Patinando nos patamares mais baixos da história e com viés de queda para os próximos anos, os investimentos públicos entraram definitivamente no foco dos programas econômicos em elaboração pelos candidatos à presidência da República – mesmo na equipe de Jair Bolsonaro, que sempre defendeu os investimentos privados como a solução para a melhora estrutural da economia.

As propostas são diferentes, mas em comum há a necessidade de aumentar os gastos públicos principalmente na infraestrutura, para elevar a competitividade e o crescimento do País. Lideranças do setor produtivo também discutem com as campanhas a necessidade de reforço nesse ponto para o próximo governo.

Dados do Observatório de Política Fiscal do Instituto Brasileiro de Economia (Ibre), que serão publicados nesta segunda-feira, mostram que o investimento do governo totalizou no ano passado 1,84% do PIB. É o segundo menor índice, atrás apenas de 2017 (1,75% do PIB). O indicador vem desde 1947, e inclui dados do governo central, Estados, municípios e as estatais federais.

Em 2021, os investimentos das estatais atingiram o menor valor da série histórica. Já os investimentos dos Estados apresentaram recuperação, enquanto os da União estão em queda – nunca ficaram tão baixos por tanto tempo.

“Com a ampliação do orçamento de emendas parlamentares, a produtividade e o potencial de sinergia desses investimentos tende a continuar baixo. Mas o mais surpreendente é o baixo nível de investimentos da Petrobras, ainda mais em um contexto de elevada lucratividade do setor”, diz Manoel Pires, coordenador do Observatório Fiscal.
________________________
## [Lista de tarefas]
1 > Atualize o texto sobre os investimentos públicos desde "Dados do Observatório" até "as estatais federais.", inclusive, trocando "segunda-feira" por "terça-feira".
2 > Dê sequência ao texto sobre os investimentos públicos a partir do ponto em que ele termina.
O material a seguir não é usado em nenhuma tarefa.

## [Dados de origem]
________________________
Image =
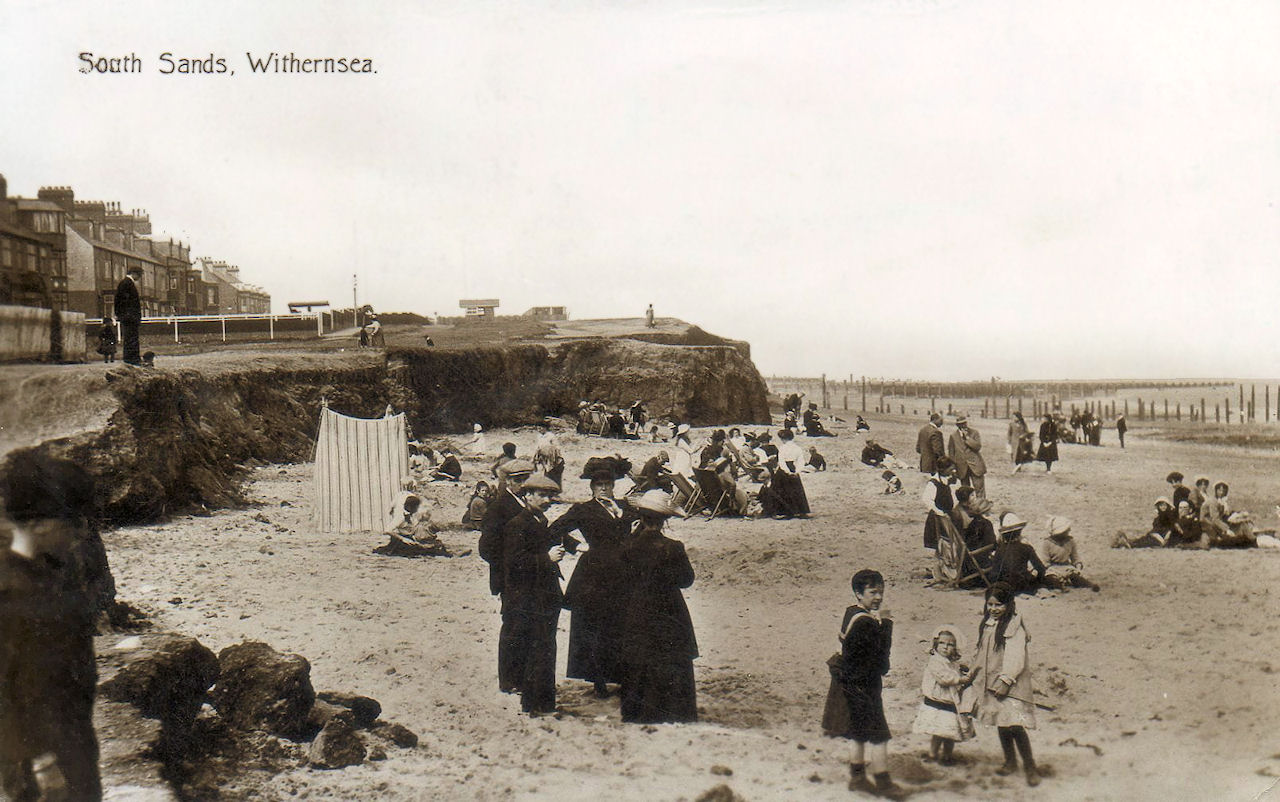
________________________
## [Conjunto de respostas]
1 >
Dados do Observatório de Política Fiscal do Instituto Brasileiro de Economia (Ibre), que serão publicados nesta terça-feira, mostram que o investimento do governo totalizou no ano passado 1,84% do PIB. É o segundo menor índice, atrás apenas de 2017 (1,75% do PIB). O indicador vem desde 1947, e inclui dados do governo central, Estados, municípios e as estatais federais.

2 >
Da direita à esquerda, planos são de elevação dos aportes públicos

O nível de investimentos insuficiente, ao longo do tempo, para tornar a economia brasileira competitiva fez com que o tema dos gastos públicos no setor passasse a ser parte das discussões em todas as pré-candidaturas presidenciais, da esquerda à direita. A seguir, o que está em discussão nas principais campanhas:

LULA. Embora não tenha divulgado ainda um programa definido, a campanha do ex-presidente Luiz Inácio Lula da Silva (PT) defende o aumento dos investimentos para recuperar o crescimento econômico e, assim, melhorar o resultado das contas públicas. Os economistas do partido defendem a mudança do teto de gastos – a regra que fixa um teto anual para o crescimento das despesas.

Um dos principais articuladores da campanha, o ex-governador do Piauí, Wellington Dias, defendeu a fixação de uma meta de investimentos públicos no Orçamento e um desenho orçamentário em que as emendas parlamentares estejam inseridas em um plano para o País.

Nelson Barbosa, ex-ministro da Fazenda do PT, propôs um limite de gastos atrelado ao PIB, com um limite separado para gastos correntes (salários e custeio da máquina) e outro, para investimentos. Está em discussão interna a proposta para a criação de um Fundo de Investimentos Unificado voltado para alavancar a economia. Modelo semelhante é adotado na China.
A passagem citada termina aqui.